Part III (Figure 3), accessible by a small tunnel from part II, has the most evidence of archaeological use. Originally discovered and mapped by French explorer Daniel Dreux, this part of the cave had at least 3 whole vessels including an elaborate incensario. However, only one vessel appearing in his map was still present at the time of our investigations, one that was immovable because of the intricate series of fractures that formed when the pot was "killed." The pot is part of a definable "moment" in time-it and associated artifacts tell a story. This Late Classic vessel was brought deep into the cave, placed on a natural three stone hearth of three small stalagmites on a ledge approximately 1.3 meters tall. It contains burnt organic residue and has evidence of a fire below. A clue to the nature of the organics is found dropped on the floor below-a small obsidian blade. After the ritual was conducted, a small stone was thrown into the pot, effectively "killing" it and terminating the ritual. Future residue analysis of both the blade and the organics within the vessel will determine the ritual's exact nature, but it is likely that it was an act of bloodletting. Fortunately, the act of "killing" the pot resulted in a latticework of cracks in the vessel itself, which discouraged looters from taking it. Several other vessels, mostly incensarios, were present on the original map of the cave but were not present during these investigations.

The passage is still very much alive and dripping, and has several large stalagmites over 4 meters tall. Under the breakdown associated with these stalagmites, we found peccary bones painted in Maya blue. Interestingly enough, users of the modern Altar III several meters away left behind pig bones. Several other areas of modern and ancient use were scattered throughout this section, as were tied pieces of plastic from another cave survey. Towards the back of part III, a precarious climb leads to a small series of passages of paintings, including negative handprints, and a ½ olla placed under a dripping formation presumably to collect suhuy ha'. It presently has two formations growing out of it. A recently- broken pot was found underneath the ledge in front of these passages which had been stacked by some modern visitor.

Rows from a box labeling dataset
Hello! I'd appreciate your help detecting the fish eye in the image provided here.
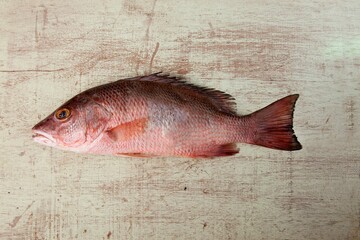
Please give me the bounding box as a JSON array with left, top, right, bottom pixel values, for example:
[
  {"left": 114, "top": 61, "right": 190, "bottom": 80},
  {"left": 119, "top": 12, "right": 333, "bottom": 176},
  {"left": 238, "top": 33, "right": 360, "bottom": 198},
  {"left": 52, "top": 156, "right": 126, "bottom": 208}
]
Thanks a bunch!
[{"left": 55, "top": 108, "right": 71, "bottom": 121}]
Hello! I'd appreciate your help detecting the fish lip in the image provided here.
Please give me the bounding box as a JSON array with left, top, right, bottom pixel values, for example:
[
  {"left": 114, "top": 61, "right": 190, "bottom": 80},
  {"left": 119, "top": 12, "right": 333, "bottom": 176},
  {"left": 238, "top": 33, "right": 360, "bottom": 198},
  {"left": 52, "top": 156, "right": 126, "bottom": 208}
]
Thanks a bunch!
[{"left": 32, "top": 129, "right": 56, "bottom": 145}]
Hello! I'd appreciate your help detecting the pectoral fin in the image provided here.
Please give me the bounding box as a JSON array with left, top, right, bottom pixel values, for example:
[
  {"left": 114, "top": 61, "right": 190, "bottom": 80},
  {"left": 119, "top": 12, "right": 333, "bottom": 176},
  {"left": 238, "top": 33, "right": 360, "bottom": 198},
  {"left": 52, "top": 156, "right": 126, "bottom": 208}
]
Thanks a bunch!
[{"left": 107, "top": 118, "right": 148, "bottom": 141}]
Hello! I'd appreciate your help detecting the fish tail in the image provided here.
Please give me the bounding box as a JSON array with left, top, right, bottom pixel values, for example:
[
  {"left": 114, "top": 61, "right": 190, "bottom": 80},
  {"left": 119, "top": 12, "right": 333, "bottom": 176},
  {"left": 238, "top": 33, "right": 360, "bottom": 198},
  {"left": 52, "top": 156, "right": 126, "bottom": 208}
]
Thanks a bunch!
[{"left": 249, "top": 94, "right": 302, "bottom": 151}]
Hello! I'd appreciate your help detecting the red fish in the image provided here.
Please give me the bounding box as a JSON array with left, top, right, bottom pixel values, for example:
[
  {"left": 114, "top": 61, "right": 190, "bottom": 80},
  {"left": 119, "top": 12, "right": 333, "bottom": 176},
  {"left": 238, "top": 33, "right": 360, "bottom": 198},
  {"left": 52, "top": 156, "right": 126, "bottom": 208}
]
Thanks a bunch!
[{"left": 32, "top": 73, "right": 301, "bottom": 158}]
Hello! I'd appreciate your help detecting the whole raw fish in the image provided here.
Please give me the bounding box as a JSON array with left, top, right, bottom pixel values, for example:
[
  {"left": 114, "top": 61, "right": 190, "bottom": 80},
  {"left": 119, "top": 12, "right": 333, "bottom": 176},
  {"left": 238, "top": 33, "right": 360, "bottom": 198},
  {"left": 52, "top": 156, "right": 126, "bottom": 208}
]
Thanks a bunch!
[{"left": 32, "top": 73, "right": 301, "bottom": 158}]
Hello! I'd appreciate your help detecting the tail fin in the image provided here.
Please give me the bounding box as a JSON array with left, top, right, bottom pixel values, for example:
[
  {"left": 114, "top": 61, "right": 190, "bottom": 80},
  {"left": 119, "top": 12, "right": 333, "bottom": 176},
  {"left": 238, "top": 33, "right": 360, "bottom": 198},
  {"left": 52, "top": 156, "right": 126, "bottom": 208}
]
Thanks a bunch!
[{"left": 250, "top": 94, "right": 302, "bottom": 151}]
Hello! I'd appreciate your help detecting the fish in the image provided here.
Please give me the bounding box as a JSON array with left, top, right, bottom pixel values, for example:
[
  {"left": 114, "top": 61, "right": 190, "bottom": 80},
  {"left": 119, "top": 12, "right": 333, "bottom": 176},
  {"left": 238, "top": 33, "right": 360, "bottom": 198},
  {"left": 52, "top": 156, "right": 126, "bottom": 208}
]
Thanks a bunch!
[{"left": 32, "top": 73, "right": 302, "bottom": 158}]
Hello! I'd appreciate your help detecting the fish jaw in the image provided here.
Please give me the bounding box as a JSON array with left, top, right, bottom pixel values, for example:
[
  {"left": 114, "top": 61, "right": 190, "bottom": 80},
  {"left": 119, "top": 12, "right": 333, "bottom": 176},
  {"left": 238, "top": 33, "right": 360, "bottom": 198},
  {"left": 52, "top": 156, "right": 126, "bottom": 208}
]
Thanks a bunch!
[{"left": 32, "top": 126, "right": 56, "bottom": 147}]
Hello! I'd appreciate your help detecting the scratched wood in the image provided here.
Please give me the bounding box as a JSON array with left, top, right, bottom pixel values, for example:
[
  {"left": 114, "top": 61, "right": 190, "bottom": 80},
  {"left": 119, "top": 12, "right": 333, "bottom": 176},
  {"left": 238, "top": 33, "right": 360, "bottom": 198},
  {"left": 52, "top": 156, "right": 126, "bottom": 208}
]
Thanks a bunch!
[{"left": 0, "top": 0, "right": 360, "bottom": 239}]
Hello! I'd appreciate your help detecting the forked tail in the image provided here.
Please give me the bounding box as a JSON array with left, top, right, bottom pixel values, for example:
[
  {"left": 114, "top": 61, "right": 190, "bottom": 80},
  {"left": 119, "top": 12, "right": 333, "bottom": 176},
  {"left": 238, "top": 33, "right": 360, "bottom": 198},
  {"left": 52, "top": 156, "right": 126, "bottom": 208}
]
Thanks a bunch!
[{"left": 249, "top": 94, "right": 302, "bottom": 151}]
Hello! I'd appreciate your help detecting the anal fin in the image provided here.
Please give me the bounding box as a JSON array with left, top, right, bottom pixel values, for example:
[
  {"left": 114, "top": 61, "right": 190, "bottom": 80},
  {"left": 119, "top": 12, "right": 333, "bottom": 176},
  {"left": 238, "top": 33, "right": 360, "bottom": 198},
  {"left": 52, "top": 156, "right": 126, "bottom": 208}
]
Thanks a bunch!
[{"left": 191, "top": 143, "right": 239, "bottom": 158}]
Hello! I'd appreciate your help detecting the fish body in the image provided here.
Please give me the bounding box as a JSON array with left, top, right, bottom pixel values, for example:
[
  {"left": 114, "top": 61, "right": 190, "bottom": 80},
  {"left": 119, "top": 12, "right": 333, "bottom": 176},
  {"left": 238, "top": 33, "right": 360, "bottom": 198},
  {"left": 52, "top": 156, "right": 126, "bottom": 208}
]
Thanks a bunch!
[{"left": 33, "top": 74, "right": 301, "bottom": 158}]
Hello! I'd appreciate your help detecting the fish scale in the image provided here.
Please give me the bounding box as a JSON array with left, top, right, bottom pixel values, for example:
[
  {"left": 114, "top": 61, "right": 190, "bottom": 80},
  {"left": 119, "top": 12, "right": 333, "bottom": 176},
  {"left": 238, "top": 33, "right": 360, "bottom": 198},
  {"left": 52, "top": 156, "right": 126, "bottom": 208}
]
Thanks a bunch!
[{"left": 33, "top": 73, "right": 301, "bottom": 158}]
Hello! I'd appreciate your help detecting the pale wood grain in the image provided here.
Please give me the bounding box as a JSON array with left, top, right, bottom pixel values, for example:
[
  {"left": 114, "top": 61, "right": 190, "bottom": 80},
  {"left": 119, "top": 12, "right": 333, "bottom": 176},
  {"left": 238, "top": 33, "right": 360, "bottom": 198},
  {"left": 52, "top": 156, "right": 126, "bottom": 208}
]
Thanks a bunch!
[{"left": 0, "top": 0, "right": 360, "bottom": 239}]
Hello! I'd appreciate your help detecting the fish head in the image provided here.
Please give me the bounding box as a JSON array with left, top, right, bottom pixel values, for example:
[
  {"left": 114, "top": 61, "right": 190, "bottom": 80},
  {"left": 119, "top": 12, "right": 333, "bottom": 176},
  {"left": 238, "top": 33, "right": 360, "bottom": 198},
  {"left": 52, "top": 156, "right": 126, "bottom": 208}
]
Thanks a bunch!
[{"left": 32, "top": 95, "right": 110, "bottom": 152}]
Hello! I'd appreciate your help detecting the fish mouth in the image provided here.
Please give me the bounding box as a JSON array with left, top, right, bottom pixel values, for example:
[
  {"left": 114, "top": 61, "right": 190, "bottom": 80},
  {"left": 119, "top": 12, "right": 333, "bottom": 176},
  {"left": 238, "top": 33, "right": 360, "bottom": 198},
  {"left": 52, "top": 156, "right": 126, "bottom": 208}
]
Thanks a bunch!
[{"left": 32, "top": 129, "right": 56, "bottom": 146}]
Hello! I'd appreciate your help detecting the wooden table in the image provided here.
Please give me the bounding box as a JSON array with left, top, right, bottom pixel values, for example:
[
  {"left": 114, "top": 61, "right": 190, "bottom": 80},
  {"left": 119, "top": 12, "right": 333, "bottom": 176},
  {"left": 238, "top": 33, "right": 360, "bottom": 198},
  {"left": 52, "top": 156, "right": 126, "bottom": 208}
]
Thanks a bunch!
[{"left": 0, "top": 0, "right": 360, "bottom": 240}]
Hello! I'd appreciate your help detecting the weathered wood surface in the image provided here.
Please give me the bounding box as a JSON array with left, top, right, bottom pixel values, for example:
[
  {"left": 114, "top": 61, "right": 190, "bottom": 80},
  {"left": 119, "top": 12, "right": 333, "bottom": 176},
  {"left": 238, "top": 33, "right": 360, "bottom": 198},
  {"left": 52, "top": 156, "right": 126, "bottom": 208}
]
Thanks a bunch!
[{"left": 0, "top": 0, "right": 360, "bottom": 239}]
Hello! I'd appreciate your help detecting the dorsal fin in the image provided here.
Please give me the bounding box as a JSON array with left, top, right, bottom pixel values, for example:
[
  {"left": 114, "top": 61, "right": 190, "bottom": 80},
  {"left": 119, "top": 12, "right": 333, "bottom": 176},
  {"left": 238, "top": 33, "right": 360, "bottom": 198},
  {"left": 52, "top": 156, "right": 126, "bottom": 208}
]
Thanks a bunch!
[{"left": 135, "top": 72, "right": 236, "bottom": 114}]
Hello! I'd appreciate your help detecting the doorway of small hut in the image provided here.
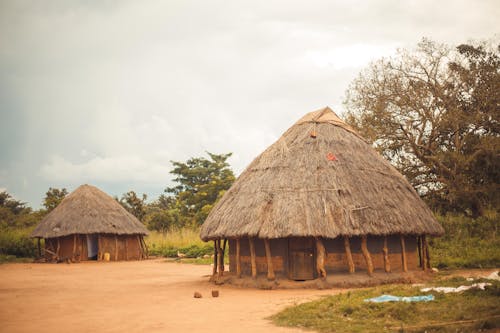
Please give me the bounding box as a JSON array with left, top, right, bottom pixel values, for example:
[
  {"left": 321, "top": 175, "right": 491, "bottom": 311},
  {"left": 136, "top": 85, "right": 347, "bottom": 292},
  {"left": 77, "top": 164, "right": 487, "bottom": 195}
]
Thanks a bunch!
[
  {"left": 288, "top": 237, "right": 316, "bottom": 281},
  {"left": 87, "top": 234, "right": 99, "bottom": 260}
]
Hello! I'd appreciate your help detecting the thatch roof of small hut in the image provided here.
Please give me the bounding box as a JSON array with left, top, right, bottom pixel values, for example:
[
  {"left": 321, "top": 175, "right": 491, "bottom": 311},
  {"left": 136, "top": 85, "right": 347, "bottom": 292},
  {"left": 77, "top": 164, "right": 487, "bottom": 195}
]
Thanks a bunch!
[
  {"left": 200, "top": 107, "right": 444, "bottom": 241},
  {"left": 31, "top": 185, "right": 148, "bottom": 238}
]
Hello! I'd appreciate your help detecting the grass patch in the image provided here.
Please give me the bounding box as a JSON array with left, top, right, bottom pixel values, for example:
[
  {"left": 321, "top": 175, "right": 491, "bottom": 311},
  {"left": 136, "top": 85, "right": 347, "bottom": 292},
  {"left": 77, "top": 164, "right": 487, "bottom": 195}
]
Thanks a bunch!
[
  {"left": 429, "top": 211, "right": 500, "bottom": 269},
  {"left": 0, "top": 254, "right": 33, "bottom": 264},
  {"left": 271, "top": 279, "right": 500, "bottom": 332},
  {"left": 146, "top": 228, "right": 214, "bottom": 258},
  {"left": 0, "top": 227, "right": 37, "bottom": 258}
]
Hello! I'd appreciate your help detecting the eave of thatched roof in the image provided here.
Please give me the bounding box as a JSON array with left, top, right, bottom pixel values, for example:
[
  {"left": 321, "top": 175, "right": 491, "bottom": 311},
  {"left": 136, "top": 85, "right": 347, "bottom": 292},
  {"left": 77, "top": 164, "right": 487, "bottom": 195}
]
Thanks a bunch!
[
  {"left": 31, "top": 185, "right": 148, "bottom": 238},
  {"left": 200, "top": 108, "right": 444, "bottom": 241}
]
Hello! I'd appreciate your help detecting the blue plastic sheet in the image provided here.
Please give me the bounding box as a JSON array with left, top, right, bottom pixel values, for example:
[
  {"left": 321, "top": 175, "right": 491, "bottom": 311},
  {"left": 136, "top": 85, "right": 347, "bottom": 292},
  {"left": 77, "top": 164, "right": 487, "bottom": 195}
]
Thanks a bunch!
[{"left": 364, "top": 295, "right": 434, "bottom": 303}]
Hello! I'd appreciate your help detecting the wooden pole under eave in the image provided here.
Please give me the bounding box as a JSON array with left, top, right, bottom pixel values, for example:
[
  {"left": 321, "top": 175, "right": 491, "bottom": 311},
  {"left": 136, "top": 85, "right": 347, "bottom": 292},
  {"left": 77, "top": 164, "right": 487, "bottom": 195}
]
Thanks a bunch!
[
  {"left": 217, "top": 239, "right": 224, "bottom": 277},
  {"left": 212, "top": 239, "right": 219, "bottom": 277},
  {"left": 316, "top": 237, "right": 326, "bottom": 279},
  {"left": 382, "top": 236, "right": 391, "bottom": 273},
  {"left": 236, "top": 238, "right": 241, "bottom": 279},
  {"left": 125, "top": 236, "right": 128, "bottom": 260},
  {"left": 248, "top": 237, "right": 257, "bottom": 279},
  {"left": 115, "top": 235, "right": 118, "bottom": 261},
  {"left": 56, "top": 237, "right": 61, "bottom": 260},
  {"left": 264, "top": 238, "right": 276, "bottom": 281},
  {"left": 36, "top": 237, "right": 42, "bottom": 258},
  {"left": 361, "top": 235, "right": 373, "bottom": 276},
  {"left": 422, "top": 235, "right": 431, "bottom": 271},
  {"left": 136, "top": 235, "right": 144, "bottom": 260},
  {"left": 141, "top": 235, "right": 149, "bottom": 259},
  {"left": 71, "top": 234, "right": 76, "bottom": 261},
  {"left": 344, "top": 236, "right": 356, "bottom": 273},
  {"left": 221, "top": 238, "right": 227, "bottom": 274},
  {"left": 401, "top": 235, "right": 408, "bottom": 272}
]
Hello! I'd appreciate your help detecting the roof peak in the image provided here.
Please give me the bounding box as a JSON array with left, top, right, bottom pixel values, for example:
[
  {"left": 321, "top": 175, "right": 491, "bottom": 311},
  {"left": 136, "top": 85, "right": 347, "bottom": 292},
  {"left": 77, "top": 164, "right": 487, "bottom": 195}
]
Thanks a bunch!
[{"left": 296, "top": 106, "right": 347, "bottom": 126}]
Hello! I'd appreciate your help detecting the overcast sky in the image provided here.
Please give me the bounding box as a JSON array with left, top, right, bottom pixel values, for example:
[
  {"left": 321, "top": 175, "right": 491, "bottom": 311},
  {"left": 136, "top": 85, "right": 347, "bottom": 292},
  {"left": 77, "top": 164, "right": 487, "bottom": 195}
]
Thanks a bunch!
[{"left": 0, "top": 0, "right": 500, "bottom": 208}]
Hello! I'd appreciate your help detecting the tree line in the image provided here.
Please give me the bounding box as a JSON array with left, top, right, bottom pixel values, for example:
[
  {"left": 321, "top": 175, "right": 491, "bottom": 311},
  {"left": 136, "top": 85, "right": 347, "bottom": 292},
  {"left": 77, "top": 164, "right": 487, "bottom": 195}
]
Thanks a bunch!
[
  {"left": 344, "top": 39, "right": 500, "bottom": 217},
  {"left": 0, "top": 39, "right": 500, "bottom": 232},
  {"left": 0, "top": 153, "right": 235, "bottom": 232}
]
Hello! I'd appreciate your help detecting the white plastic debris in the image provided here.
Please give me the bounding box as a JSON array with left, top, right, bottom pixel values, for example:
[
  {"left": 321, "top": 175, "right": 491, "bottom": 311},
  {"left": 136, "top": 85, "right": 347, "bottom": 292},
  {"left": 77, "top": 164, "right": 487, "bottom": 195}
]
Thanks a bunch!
[
  {"left": 484, "top": 271, "right": 500, "bottom": 281},
  {"left": 420, "top": 282, "right": 491, "bottom": 294}
]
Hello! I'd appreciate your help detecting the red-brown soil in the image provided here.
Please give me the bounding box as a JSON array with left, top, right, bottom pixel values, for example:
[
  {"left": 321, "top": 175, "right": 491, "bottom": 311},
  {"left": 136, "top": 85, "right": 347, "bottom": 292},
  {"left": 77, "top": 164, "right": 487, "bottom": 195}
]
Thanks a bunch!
[{"left": 0, "top": 259, "right": 339, "bottom": 333}]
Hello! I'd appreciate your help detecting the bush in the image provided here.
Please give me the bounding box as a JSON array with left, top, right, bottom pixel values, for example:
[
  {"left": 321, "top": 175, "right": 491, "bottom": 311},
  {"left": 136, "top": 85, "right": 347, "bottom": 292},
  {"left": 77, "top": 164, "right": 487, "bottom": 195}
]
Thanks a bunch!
[
  {"left": 0, "top": 229, "right": 37, "bottom": 257},
  {"left": 429, "top": 211, "right": 500, "bottom": 268},
  {"left": 149, "top": 244, "right": 214, "bottom": 258}
]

Directions:
(A) According to the text about the cave, what object was found dropped on the floor below the vessel?
(B) Find every line in the records that contains the word "roof" and copy each one out. Matching is case-sensitive.

Problem solutions:
(A) A small obsidian blade.

(B)
Hello! I'd appreciate your help detecting the thatch roof of small hut in the image provided here.
Hello! I'd appreciate your help detecting the eave of thatched roof in the image provided here.
Hello! I'd appreciate your help detecting the roof peak in the image provided here.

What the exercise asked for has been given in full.